## Tâche courte 1
Recopiez sans rien changer le passage de l'article sur le projet de Corridor Ressources qui va de « L’entreprise Corridor Ressources » à « de l’évaluation environnementale. ».
## Tâche courte 2
Répondez aux questions suivantes à partir de l'article sur le projet de Corridor Ressources.
(a) Pour quelle période les forages sont-ils prévus ?
(b) De quand date le communiqué de la Coalition Saint-Laurent ?
(c) Jusqu'à quelle date le public peut-il réagir et commenter sur le site Internet de l'Office ?
## Tâche courte 3
Poursuivez l'article sur le projet d'exploration de Corridor Ressources en reprenant après sa dernière phrase.

L’entreprise Corridor Ressources a déposé son projet d’exploration dans la partie terre-neuvienne du gisement d’hydrocarbures, suscitant une vive protestation chez les citoyens des îles de la Madeleine et des groupes environnementaux. Québec, voulant rapidement exploiter sa partie du gisement, pourrait lever le moratoire dans le golfe du Saint-Laurent, sans attendre les résultats de l’évaluation environnementale.

Les forages sont prévus pour 2012 et au plus tard d’ici 2014, le projet ayant été officiellement déposé auprès de l’Office Canada-Terre-Neuve-et-Labrador des hydrocarbures extracôtiers. Vivement inquiète, la Coalition Saint-Laurent, dans un communiqué du 23 février, « considère que les conditions ne sont pas réunies pour assurer la sécurité des activités dans le golfe ». Elle demande la suspension immédiate du projet, une gestion intégrée et un moratoire sur l’ensemble du golfe du Saint-Laurent.

Avant que l’Office approuve le projet, il se passera au moins une année. Il a mis en place une consultation publique sur l’orientation de l’étude d’impact environnemental produite par Corridor Ressources. Sur le site Internet de l’Office, le public a jusqu’au 28 mars 2011 pour réagir et commenter.

## Lignes fournies
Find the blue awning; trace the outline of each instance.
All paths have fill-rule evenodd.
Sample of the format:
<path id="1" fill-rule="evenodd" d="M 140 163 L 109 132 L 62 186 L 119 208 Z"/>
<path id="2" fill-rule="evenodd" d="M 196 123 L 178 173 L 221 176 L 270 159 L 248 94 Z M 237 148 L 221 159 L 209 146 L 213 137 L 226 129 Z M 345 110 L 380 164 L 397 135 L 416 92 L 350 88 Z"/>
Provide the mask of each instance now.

## Résultat final 1
L’entreprise Corridor Ressources a déposé son projet d’exploration dans la partie terre-neuvienne du gisement d’hydrocarbures, suscitant une vive protestation chez les citoyens des îles de la Madeleine et des groupes environnementaux. Québec, voulant rapidement exploiter sa partie du gisement, pourrait lever le moratoire dans le golfe du Saint-Laurent, sans attendre les résultats de l’évaluation environnementale.

## Résultat final 2
(a) Pour 2012, et au plus tard d'ici 2014.
(b) Du 23 février.
(c) Jusqu'au 28 mars 2011.

## Résultat final 3
Le Québec veut sa part de redevances

La Coalition Saint-Laurent demande que l’évaluation environnementale conduite par Corridor Ressources soit examinée par une commission indépendante avec la consultation de l’ensemble des populations des cinq provinces du golfe. Elle évoque le rapport de la Commission Wells mettant en relief des failles majeures quant à la gouvernance de l’Office et sa gestion des activités pétrolières en milieu marin.

Avec le gisement à cheval sur les deux provinces, le projet de forage terre-neuvien se trouve à six kilomètres de la frontière du Québec. Le gouvernement québécois négocie avec le gouvernement fédéral du Canada une entente administrative similaire à celle conclue avec la province de Terre-Neuve-et-Labrador pour se diriger rapidement vers l’exploitation de sa partie d’Old Harry et bénéficier de redevances. Pourtant, il a mis en place une évaluation environnementale stratégique (EES 2) dans la partie québécoise du golfe qui n’est pas encore terminée, ainsi qu’un moratoire sur les activités pétrolières depuis 2009.

« Avant même d’avoir les recommandations, le gouvernement nous dit qu’il va lever le moratoire. C’est inacceptable », déclare Danielle Giroux, la présidente l’Attention Fragîles au sein de la Coalition. Le maire Joël Arseneau des Îles de la Madeleine se dit également préoccupé et souligne la contradiction du discours officiel.

Levée du moratoire possible?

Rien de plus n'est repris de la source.